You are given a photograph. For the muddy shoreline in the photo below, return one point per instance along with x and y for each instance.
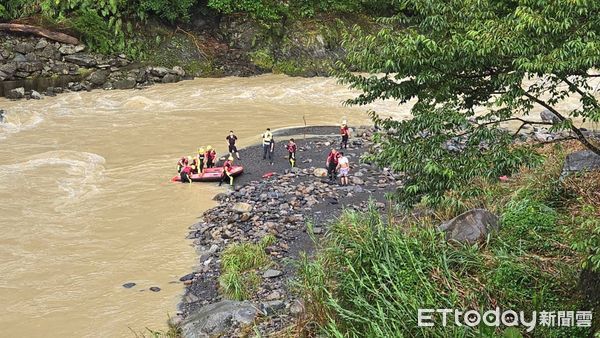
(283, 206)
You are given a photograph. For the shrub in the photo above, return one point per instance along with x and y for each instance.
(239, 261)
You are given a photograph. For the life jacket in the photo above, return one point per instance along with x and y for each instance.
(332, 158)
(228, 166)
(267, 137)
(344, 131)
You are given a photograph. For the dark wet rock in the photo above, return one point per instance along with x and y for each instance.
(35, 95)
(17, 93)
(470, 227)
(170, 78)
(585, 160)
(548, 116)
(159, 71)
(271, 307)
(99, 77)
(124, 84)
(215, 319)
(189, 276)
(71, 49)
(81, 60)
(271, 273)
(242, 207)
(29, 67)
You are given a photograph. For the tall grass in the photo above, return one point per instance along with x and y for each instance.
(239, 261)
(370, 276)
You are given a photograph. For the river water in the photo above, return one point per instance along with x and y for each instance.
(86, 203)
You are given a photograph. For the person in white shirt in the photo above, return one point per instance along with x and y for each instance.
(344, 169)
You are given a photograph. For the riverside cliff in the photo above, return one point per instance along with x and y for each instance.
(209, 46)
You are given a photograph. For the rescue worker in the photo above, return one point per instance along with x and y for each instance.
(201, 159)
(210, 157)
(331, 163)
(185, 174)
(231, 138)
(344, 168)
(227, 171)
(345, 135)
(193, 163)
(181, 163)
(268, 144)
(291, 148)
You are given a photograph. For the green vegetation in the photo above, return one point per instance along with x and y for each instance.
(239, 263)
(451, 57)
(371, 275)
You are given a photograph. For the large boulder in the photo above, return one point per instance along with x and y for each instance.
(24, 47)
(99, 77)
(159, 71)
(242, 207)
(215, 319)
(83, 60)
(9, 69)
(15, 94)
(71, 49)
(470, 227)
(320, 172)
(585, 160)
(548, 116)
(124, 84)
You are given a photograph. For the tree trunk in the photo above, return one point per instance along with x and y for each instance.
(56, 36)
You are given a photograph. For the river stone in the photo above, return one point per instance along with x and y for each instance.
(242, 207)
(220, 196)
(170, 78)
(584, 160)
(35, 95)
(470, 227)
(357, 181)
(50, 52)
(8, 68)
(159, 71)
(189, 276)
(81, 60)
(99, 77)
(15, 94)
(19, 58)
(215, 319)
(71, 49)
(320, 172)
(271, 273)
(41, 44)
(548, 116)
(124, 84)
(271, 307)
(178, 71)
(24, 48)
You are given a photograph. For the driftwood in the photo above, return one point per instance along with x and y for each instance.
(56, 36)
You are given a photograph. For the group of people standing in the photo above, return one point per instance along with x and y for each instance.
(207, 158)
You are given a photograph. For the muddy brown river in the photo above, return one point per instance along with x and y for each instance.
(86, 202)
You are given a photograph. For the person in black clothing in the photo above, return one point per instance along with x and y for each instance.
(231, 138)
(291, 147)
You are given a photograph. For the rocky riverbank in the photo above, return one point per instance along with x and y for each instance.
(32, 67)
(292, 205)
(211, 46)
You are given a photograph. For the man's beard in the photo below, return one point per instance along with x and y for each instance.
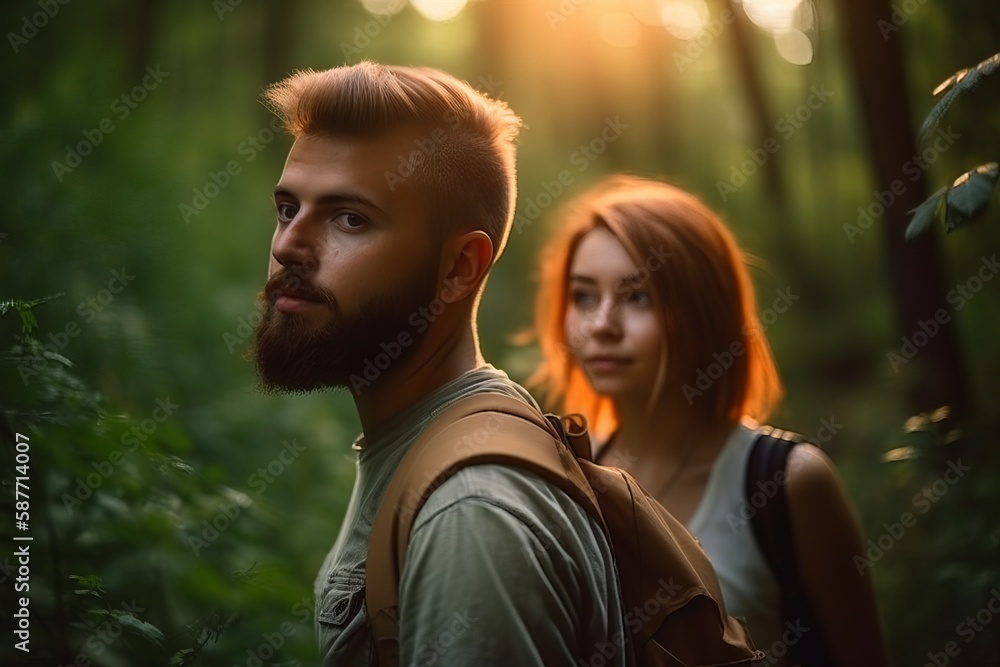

========

#### Task
Do not include the pictures. Quote only the lines from the line with "You are given a photograph. For the muddy brown" through the end of the material, both ends included, exactly.

#### Exercise output
You are given a photograph. For the muddy brown river in the photo above, return one point per instance along with x and y for each instance.
(86, 202)
You are given a photograph. For the person in black clothing in the photo above, return one point per instance along with x and y for each instance.
(231, 138)
(291, 147)
You are given a photograph. For the rocky riverbank in the photo above, return one point per instance along with x and y for each instance.
(32, 67)
(292, 205)
(211, 46)
You are given a photograph. For the man's beard in the photo below, return one point per instance along with x and y for each instance.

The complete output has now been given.